### TEXT:
::::::::

James Rufus Bratton
Class of 1845
J. Rufus Bratton was born in York District, South Carolina, on November 12, 1821.
After graduating from the South Carolina College in 1842, he earned his medical
degree in 1845 from the Medical College of the State of South Carolina.
Dr. Bratton started a practice in Yorkville (York), SC in November 1845. He
maintained this practice until 1861, when he volunteered and was made assistant
surgeon in the Confederate Medical Department. He saw field service for about
a year before serving in hospitals in Richmond (1st Division). He became a full
surgeon by examination and was sent to LaGrange, Georgia, where he reorganized
the hospital, later going to Madison and eventually to Augusta, where he was taken
prisoner. After the Civil War, Dr. Bratton returned home to practice and to farm.
While engaged in a duel he shot his opponent, and being threatened with arrest, fled
to London, Ontario, from which he was eventually brought back. Escaping action
directed against him, he returned to reside in Canada for eight years.
He returned to York in 1878 to practice and in 1881 he became a member of the
executive committee of the South Carolina State Board of Health, and its chairman in
1888, holding that position until his death. He was president of the South Carolina
Medical Association in 1891. He died in York in 1897.
A History of Medicine in South Carolina 1825-1900. Joseph Ioor Waring, 1967.

::::::::

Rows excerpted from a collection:
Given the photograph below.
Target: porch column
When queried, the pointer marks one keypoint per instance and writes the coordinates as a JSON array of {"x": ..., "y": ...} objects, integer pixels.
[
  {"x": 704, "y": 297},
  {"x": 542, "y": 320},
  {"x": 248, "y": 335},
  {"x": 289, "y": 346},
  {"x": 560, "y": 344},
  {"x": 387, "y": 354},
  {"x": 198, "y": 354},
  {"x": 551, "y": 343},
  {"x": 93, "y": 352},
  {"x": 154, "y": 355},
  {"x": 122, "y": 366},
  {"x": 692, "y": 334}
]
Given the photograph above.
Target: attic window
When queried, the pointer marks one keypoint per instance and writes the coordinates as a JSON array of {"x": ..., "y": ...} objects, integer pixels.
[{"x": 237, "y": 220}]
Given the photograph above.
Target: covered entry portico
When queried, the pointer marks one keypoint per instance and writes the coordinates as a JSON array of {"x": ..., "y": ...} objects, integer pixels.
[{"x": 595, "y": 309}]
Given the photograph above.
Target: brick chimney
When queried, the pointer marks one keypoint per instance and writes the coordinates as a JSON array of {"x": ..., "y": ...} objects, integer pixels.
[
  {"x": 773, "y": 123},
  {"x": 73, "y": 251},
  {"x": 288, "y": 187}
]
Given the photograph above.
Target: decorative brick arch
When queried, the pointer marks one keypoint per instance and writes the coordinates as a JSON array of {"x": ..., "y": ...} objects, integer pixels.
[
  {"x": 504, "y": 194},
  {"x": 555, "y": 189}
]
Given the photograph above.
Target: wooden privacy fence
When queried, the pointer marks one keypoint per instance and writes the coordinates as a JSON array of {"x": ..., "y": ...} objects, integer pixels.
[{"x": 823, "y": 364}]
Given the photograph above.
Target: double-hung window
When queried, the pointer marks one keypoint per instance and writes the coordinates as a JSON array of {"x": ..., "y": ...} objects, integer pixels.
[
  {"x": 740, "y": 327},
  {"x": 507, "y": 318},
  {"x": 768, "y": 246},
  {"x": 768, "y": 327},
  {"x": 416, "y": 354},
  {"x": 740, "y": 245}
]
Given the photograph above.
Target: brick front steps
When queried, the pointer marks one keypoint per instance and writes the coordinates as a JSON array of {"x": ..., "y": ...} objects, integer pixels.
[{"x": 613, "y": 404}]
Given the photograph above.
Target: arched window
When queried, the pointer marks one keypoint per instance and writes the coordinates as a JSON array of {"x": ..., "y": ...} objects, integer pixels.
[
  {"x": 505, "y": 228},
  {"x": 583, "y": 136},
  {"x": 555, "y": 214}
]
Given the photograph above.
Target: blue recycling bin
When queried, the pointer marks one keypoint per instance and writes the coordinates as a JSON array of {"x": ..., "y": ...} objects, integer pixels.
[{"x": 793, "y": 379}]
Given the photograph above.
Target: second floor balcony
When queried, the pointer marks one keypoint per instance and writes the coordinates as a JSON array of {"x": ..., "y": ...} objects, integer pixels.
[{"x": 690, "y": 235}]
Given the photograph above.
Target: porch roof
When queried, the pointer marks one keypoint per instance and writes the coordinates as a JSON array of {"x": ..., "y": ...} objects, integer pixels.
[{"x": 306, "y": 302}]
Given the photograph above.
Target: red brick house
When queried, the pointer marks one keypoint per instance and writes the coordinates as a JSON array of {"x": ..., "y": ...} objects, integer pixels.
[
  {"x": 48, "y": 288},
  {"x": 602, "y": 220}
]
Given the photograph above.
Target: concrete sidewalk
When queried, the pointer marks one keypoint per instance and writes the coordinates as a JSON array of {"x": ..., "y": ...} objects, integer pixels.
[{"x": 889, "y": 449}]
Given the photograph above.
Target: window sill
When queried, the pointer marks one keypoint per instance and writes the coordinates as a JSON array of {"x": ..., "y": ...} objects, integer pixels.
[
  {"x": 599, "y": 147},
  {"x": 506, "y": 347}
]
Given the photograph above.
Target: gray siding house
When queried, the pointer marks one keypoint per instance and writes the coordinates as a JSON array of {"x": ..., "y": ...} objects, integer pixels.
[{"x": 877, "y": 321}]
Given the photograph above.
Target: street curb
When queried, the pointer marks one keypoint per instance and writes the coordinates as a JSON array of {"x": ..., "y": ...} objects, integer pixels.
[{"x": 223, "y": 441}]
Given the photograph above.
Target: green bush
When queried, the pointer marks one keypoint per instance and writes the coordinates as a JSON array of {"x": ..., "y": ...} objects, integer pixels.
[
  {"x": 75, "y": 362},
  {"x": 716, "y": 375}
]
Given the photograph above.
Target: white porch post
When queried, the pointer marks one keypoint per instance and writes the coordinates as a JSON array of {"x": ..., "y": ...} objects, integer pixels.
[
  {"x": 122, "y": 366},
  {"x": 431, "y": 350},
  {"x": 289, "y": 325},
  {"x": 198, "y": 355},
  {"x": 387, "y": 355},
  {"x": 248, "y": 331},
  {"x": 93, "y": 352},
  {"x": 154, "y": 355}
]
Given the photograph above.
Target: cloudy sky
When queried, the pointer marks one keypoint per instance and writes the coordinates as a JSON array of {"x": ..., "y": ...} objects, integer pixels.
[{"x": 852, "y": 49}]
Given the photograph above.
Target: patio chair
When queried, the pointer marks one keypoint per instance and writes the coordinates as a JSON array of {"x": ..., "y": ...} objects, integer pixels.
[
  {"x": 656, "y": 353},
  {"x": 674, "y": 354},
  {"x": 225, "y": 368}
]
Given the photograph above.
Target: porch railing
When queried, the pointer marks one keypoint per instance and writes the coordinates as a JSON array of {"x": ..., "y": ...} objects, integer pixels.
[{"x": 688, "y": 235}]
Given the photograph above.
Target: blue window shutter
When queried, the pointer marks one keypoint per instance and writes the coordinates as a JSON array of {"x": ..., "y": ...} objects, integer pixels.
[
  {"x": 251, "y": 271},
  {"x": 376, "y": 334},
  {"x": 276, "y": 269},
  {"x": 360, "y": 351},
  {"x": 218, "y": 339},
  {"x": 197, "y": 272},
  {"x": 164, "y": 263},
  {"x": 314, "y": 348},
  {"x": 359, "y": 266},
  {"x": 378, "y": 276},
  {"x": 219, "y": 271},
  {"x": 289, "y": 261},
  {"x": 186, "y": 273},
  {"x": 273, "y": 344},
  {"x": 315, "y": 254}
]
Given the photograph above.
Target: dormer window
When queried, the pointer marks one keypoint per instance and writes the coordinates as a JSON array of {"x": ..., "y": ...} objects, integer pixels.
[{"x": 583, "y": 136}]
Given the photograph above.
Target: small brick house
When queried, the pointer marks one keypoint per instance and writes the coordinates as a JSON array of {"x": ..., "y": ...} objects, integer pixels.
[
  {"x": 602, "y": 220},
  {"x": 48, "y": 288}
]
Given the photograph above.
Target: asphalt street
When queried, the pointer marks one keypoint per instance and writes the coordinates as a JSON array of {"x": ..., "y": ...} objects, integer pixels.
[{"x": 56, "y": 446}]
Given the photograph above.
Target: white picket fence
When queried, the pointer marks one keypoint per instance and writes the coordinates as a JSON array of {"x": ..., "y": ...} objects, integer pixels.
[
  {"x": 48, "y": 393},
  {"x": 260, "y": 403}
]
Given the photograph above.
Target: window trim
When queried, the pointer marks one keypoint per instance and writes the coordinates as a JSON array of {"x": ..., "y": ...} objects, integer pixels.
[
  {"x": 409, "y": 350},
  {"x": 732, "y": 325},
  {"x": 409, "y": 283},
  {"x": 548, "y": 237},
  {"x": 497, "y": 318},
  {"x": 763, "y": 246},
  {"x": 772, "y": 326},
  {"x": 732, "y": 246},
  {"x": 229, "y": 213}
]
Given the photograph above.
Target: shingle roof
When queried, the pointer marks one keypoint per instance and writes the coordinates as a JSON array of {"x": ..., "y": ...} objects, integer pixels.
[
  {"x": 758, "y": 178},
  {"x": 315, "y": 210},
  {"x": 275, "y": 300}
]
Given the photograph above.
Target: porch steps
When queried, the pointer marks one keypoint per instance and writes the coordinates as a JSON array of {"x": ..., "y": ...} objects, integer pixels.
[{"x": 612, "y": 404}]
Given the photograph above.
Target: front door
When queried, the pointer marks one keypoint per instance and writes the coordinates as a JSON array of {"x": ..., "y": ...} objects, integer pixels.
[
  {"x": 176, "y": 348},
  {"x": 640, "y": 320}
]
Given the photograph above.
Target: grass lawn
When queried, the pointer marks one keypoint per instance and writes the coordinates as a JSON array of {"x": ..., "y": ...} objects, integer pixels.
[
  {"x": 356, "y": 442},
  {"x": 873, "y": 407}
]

::::::::

### EXERCISE GOAL:
According to the Bratton biography, in what year did he become chairman of the South Carolina State Board of Health? None of the rows are needed here.

### WRITTEN ANSWER:
1888